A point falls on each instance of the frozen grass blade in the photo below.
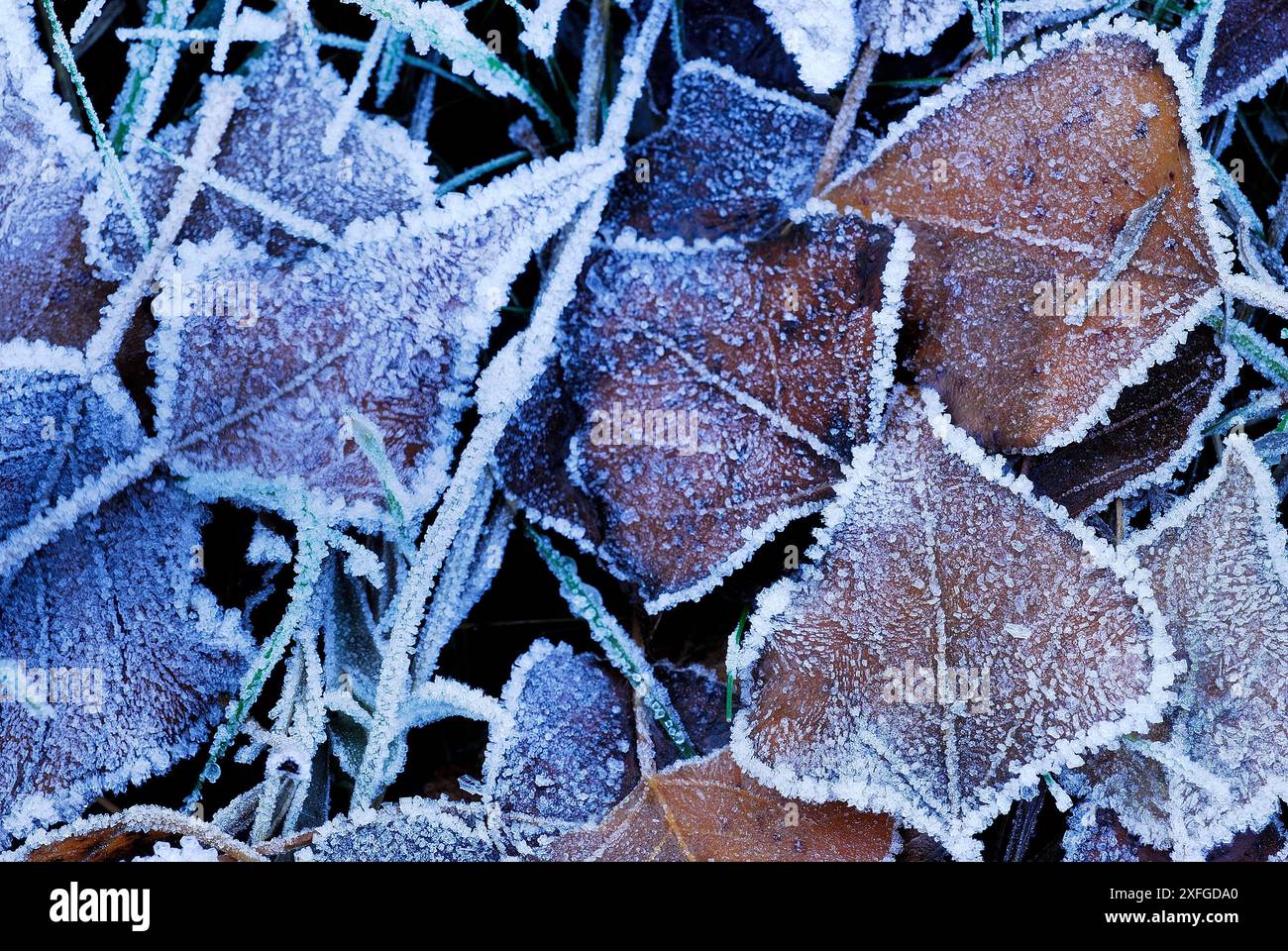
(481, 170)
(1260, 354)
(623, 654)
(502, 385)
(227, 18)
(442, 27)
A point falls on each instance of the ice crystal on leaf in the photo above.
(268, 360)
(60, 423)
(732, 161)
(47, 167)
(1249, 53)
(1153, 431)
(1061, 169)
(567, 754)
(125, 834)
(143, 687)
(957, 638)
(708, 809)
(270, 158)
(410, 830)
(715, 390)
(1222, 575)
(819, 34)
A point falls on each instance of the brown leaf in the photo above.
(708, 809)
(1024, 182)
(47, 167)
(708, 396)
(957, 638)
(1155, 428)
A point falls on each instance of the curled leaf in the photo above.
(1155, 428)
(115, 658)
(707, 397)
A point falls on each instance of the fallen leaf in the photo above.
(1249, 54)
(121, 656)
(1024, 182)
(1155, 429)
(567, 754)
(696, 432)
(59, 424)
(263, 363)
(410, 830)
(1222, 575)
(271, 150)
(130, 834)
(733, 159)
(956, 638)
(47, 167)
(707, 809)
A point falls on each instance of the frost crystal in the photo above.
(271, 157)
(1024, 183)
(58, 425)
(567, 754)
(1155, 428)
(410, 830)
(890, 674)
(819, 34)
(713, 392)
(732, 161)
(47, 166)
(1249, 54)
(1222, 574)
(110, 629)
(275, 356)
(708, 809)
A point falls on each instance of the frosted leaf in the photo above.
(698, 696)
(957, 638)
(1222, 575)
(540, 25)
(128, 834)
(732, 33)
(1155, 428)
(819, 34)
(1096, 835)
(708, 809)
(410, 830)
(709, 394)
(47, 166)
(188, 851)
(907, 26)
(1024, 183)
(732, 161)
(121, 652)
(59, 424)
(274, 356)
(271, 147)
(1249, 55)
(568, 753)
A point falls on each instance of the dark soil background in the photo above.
....
## Aim
Rewrite all the rows above as a Markdown table with two columns: No., holding a running line number, and Line, holding each line of text. Skip blank lines and leave the pictures out.

## Final answer
| No. | Line |
|---|---|
| 1 | A point falls on each instance of the frozen grass blade in the photo below. |
| 2 | (481, 170) |
| 3 | (1260, 354) |
| 4 | (623, 654) |
| 5 | (502, 385) |
| 6 | (227, 18) |
| 7 | (442, 27) |
| 8 | A point falls on each instance of the ice crystal on leaf in the photo above. |
| 9 | (268, 360) |
| 10 | (60, 423) |
| 11 | (732, 161) |
| 12 | (47, 167) |
| 13 | (1249, 53) |
| 14 | (1153, 431) |
| 15 | (1061, 169) |
| 16 | (567, 754) |
| 17 | (125, 834) |
| 18 | (143, 687) |
| 19 | (957, 638) |
| 20 | (708, 809) |
| 21 | (270, 158) |
| 22 | (410, 830) |
| 23 | (715, 390) |
| 24 | (1222, 575) |
| 25 | (819, 34) |
| 26 | A point falls on each instance of the brown leaf in the photo above. |
| 27 | (708, 809) |
| 28 | (1024, 182) |
| 29 | (47, 167) |
| 30 | (708, 396) |
| 31 | (957, 638) |
| 32 | (1155, 428) |
| 33 | A point falls on each instance of the curled leaf in the photo above. |
| 34 | (1155, 428) |
| 35 | (115, 658) |
| 36 | (707, 397) |
| 37 | A point falls on each instance of the fallen leaf in the photo above. |
| 38 | (1249, 54) |
| 39 | (121, 656) |
| 40 | (1024, 182) |
| 41 | (1155, 429) |
| 42 | (567, 754) |
| 43 | (696, 432) |
| 44 | (59, 424) |
| 45 | (263, 363) |
| 46 | (410, 830) |
| 47 | (1222, 575) |
| 48 | (271, 150) |
| 49 | (130, 834) |
| 50 | (733, 159) |
| 51 | (956, 638) |
| 52 | (47, 167) |
| 53 | (707, 809) |
| 54 | A point falls on each instance of the frost crystal in the photo above. |
| 55 | (271, 157) |
| 56 | (1024, 183) |
| 57 | (58, 425) |
| 58 | (567, 754) |
| 59 | (1155, 428) |
| 60 | (410, 830) |
| 61 | (890, 674) |
| 62 | (819, 34) |
| 63 | (713, 392) |
| 64 | (732, 161) |
| 65 | (47, 166) |
| 66 | (1249, 54) |
| 67 | (1222, 574) |
| 68 | (110, 629) |
| 69 | (275, 356) |
| 70 | (708, 809) |
| 71 | A point falls on each instance of the frosted leaf in the photo above. |
| 72 | (698, 696) |
| 73 | (957, 638) |
| 74 | (1222, 575) |
| 75 | (540, 25) |
| 76 | (128, 834) |
| 77 | (732, 33) |
| 78 | (1155, 428) |
| 79 | (819, 34) |
| 80 | (1096, 835) |
| 81 | (708, 809) |
| 82 | (410, 830) |
| 83 | (709, 394) |
| 84 | (47, 166) |
| 85 | (188, 851) |
| 86 | (907, 26) |
| 87 | (1024, 183) |
| 88 | (732, 161) |
| 89 | (121, 652) |
| 90 | (59, 424) |
| 91 | (274, 356) |
| 92 | (271, 147) |
| 93 | (1249, 55) |
| 94 | (568, 753) |
| 95 | A point falls on each instance of the dark soil background in the photo above. |